**GOAL OF THE EXERCISE:** Copy exactly. Begin at the line containing "Where can the thick" and stop at the last line of the entries, omitting any pictures.

[Image-grounded pointing data]
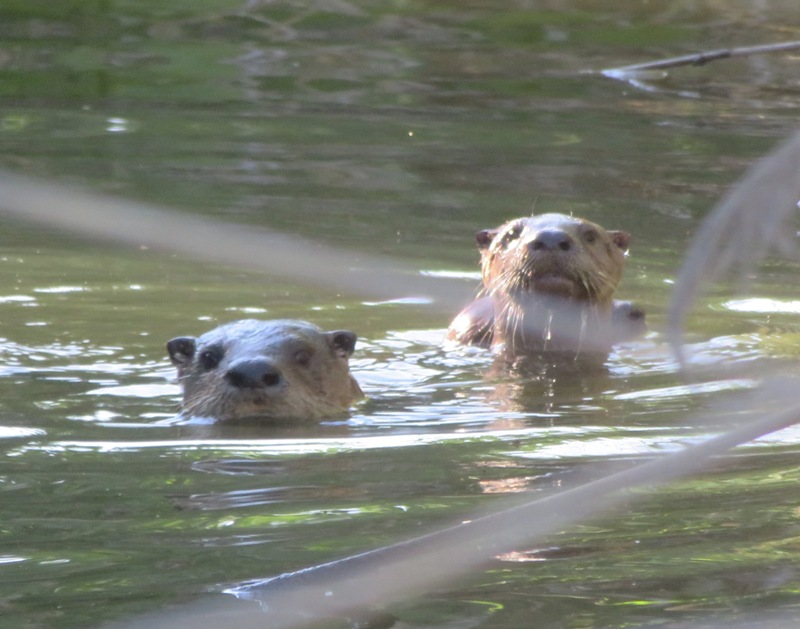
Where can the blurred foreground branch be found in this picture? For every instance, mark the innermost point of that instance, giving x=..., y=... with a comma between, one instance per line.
x=409, y=568
x=749, y=222
x=101, y=217
x=697, y=59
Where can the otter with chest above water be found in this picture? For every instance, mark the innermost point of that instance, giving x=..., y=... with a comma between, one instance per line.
x=548, y=287
x=279, y=370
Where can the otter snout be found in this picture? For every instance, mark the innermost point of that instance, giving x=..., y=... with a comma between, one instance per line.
x=254, y=373
x=551, y=240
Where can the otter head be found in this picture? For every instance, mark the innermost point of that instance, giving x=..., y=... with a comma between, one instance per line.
x=553, y=256
x=265, y=369
x=551, y=279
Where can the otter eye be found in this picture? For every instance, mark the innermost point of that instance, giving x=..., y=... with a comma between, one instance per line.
x=302, y=357
x=511, y=234
x=210, y=358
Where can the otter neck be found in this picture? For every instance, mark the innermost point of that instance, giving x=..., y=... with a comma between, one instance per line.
x=534, y=323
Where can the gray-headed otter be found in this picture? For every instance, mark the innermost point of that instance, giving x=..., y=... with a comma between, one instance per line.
x=282, y=369
x=548, y=287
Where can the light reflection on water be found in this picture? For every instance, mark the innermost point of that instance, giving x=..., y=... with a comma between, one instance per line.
x=269, y=120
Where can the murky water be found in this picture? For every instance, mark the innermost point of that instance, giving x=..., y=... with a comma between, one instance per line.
x=398, y=128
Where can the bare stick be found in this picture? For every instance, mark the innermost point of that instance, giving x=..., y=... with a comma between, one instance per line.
x=698, y=59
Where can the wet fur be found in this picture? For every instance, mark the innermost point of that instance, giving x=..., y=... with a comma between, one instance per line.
x=557, y=299
x=313, y=366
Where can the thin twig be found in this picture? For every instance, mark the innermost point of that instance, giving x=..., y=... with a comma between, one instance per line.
x=699, y=58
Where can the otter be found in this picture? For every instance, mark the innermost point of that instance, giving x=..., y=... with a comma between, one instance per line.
x=548, y=287
x=280, y=369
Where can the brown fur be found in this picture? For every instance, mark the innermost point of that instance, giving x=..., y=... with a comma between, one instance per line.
x=548, y=287
x=281, y=369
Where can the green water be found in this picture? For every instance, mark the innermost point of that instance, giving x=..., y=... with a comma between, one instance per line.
x=397, y=128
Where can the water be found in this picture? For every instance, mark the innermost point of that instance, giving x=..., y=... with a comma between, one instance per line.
x=398, y=129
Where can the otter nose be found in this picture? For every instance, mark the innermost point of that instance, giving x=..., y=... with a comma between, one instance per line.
x=551, y=240
x=253, y=374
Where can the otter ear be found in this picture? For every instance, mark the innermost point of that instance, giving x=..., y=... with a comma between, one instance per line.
x=343, y=342
x=484, y=237
x=621, y=239
x=181, y=350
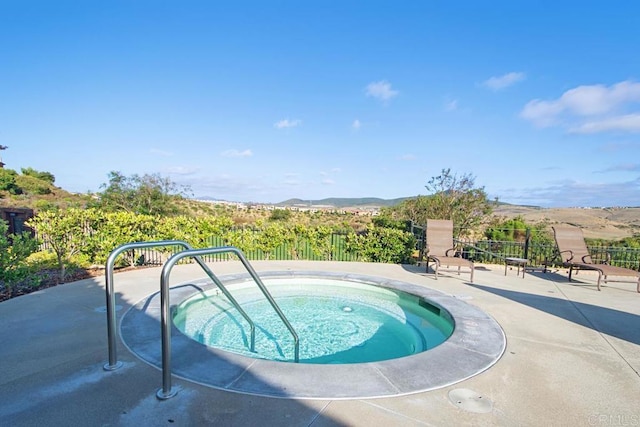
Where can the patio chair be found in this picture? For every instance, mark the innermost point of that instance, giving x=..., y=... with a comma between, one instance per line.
x=575, y=255
x=440, y=247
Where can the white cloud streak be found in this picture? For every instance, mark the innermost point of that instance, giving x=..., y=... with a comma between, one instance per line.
x=286, y=123
x=381, y=90
x=589, y=109
x=237, y=153
x=502, y=82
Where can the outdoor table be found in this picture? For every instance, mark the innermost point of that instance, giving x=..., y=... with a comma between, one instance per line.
x=518, y=262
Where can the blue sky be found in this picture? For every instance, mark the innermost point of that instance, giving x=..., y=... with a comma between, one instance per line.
x=266, y=101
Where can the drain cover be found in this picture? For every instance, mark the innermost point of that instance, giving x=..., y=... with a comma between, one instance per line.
x=470, y=401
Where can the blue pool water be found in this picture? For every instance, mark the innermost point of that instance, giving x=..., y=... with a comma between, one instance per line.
x=337, y=321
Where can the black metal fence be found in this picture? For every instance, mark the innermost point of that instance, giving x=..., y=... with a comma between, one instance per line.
x=539, y=253
x=543, y=254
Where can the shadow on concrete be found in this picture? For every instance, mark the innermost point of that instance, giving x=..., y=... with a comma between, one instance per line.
x=619, y=324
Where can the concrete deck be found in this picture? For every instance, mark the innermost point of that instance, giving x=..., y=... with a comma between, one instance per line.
x=572, y=358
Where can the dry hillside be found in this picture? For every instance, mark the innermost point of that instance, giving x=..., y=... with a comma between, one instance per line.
x=597, y=223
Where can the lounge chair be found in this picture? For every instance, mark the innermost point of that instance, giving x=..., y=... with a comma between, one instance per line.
x=575, y=255
x=440, y=248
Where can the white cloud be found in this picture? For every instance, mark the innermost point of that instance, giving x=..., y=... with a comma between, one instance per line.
x=451, y=105
x=181, y=170
x=237, y=153
x=502, y=82
x=628, y=123
x=381, y=90
x=573, y=193
x=159, y=152
x=603, y=105
x=286, y=123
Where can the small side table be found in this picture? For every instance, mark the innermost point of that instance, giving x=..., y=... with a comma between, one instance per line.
x=518, y=262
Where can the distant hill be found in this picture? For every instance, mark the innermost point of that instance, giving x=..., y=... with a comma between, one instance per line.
x=345, y=202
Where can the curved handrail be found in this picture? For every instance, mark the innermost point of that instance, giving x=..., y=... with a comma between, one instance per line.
x=111, y=298
x=165, y=392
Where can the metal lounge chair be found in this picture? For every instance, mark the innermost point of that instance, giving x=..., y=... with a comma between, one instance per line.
x=575, y=255
x=440, y=247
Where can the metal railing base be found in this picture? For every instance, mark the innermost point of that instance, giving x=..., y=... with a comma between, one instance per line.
x=108, y=367
x=162, y=395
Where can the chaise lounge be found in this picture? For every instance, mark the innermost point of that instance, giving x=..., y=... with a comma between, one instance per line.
x=575, y=255
x=440, y=247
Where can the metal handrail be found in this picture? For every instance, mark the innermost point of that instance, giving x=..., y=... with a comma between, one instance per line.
x=111, y=298
x=165, y=392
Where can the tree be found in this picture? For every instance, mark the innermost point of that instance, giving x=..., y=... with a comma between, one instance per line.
x=147, y=194
x=458, y=199
x=452, y=197
x=14, y=250
x=8, y=181
x=44, y=176
x=63, y=233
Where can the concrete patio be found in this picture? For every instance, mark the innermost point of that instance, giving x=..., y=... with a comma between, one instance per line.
x=572, y=358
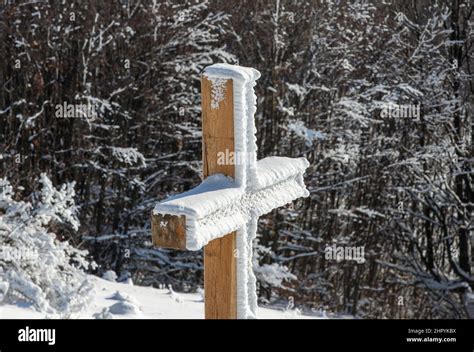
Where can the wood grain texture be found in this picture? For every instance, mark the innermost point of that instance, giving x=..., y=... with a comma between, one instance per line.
x=220, y=264
x=168, y=231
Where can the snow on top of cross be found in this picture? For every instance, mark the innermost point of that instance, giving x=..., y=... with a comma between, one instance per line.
x=241, y=73
x=218, y=206
x=245, y=101
x=214, y=192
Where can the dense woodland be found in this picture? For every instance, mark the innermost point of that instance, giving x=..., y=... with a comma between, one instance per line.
x=403, y=188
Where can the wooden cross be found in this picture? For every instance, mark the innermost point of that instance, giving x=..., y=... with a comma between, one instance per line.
x=221, y=214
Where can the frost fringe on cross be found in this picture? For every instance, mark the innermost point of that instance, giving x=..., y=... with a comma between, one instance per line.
x=221, y=205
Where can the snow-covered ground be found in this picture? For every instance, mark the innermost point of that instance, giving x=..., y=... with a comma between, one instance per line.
x=113, y=300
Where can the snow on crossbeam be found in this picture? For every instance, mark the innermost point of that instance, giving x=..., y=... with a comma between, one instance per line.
x=217, y=206
x=221, y=214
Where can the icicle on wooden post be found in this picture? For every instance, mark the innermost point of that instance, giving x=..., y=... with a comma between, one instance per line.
x=221, y=213
x=220, y=266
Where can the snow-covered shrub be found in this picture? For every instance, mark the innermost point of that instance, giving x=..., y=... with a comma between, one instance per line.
x=34, y=265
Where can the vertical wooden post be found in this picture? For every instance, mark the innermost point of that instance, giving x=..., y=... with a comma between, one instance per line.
x=220, y=264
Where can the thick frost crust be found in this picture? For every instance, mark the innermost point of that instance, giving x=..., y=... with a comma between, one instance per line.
x=220, y=205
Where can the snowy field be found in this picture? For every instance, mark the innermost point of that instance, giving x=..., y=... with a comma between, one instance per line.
x=113, y=300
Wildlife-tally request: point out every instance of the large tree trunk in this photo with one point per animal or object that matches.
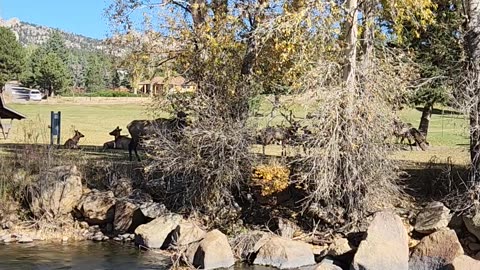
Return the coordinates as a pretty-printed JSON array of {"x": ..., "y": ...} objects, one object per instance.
[
  {"x": 473, "y": 49},
  {"x": 425, "y": 120}
]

**EXERCISE SOLUTION:**
Where can the thick frost crust be found in this picture? For every instance, mark the innermost point of that instance, giving x=..., y=... with a comma between, one instance per line.
x=220, y=205
Where can the snowy field be found in this picture? For every instance, mark the innermost point of that instance, giving x=..., y=... with a comma between, one instance per line.
x=113, y=300
Wildlife-tally request: point out every instance of the large tree trunk in this photo with one point per animal or object that matches.
Return the coordinates as a pretty-printed JSON array of {"x": ..., "y": ...} objects, one object per instance.
[
  {"x": 473, "y": 49},
  {"x": 425, "y": 120}
]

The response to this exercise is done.